Direction: Rewrite everything from the line containing "green grass as a single dot per instance." down to the line containing "Query: bush", changing "wildlife tally" to "habitat survey" and leaving all else as it is.

Exercise data:
-=-=-

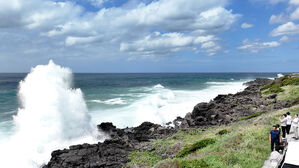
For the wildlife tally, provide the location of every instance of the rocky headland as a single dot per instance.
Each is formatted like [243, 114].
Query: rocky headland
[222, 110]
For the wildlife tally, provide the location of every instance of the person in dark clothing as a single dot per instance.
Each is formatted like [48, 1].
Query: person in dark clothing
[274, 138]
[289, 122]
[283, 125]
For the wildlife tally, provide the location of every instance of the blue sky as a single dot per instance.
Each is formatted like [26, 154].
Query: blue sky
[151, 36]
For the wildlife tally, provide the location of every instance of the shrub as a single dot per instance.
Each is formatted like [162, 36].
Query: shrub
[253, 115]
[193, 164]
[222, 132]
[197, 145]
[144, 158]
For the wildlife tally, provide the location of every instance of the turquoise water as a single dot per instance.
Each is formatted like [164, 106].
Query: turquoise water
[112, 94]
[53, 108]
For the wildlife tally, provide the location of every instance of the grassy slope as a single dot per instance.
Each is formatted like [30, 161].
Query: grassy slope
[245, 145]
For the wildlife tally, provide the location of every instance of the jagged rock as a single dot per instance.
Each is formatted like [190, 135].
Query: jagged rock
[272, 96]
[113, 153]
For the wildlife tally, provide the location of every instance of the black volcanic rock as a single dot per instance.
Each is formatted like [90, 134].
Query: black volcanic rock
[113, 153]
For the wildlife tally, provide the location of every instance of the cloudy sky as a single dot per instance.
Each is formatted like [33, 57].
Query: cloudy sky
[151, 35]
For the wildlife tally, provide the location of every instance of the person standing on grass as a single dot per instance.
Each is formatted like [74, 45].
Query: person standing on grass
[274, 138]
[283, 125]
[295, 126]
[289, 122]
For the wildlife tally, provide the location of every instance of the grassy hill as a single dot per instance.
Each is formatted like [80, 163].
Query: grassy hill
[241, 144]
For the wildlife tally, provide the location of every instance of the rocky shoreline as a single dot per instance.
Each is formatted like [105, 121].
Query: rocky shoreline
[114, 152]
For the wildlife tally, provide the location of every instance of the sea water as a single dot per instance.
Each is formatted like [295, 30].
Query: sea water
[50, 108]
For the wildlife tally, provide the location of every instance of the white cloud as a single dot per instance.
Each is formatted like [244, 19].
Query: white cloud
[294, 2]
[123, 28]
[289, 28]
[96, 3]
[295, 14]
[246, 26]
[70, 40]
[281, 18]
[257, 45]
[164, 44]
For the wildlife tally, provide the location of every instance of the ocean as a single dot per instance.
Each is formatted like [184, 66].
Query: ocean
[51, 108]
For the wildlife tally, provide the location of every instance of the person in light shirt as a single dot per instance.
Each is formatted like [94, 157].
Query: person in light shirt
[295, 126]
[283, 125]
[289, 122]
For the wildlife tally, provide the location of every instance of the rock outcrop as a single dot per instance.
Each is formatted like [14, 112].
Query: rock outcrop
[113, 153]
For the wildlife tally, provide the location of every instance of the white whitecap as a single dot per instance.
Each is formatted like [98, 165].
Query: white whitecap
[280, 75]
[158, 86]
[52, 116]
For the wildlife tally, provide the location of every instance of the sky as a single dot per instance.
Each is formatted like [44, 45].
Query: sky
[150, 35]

-=-=-

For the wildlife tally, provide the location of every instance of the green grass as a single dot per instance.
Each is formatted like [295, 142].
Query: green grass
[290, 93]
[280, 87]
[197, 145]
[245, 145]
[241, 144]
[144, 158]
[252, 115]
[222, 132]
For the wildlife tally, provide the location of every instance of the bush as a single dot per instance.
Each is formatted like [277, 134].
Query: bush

-=-=-

Result:
For the habitat survey, provide the location of every instance of the green grass as a single dot per instance.
Each is formatted like [295, 142].
Query: green grass
[290, 93]
[280, 87]
[197, 145]
[245, 145]
[241, 144]
[144, 158]
[252, 115]
[222, 132]
For the habitat survey, provide the location of every instance of the bush as a single dot per instance.
Each is formatted like [277, 134].
Query: bush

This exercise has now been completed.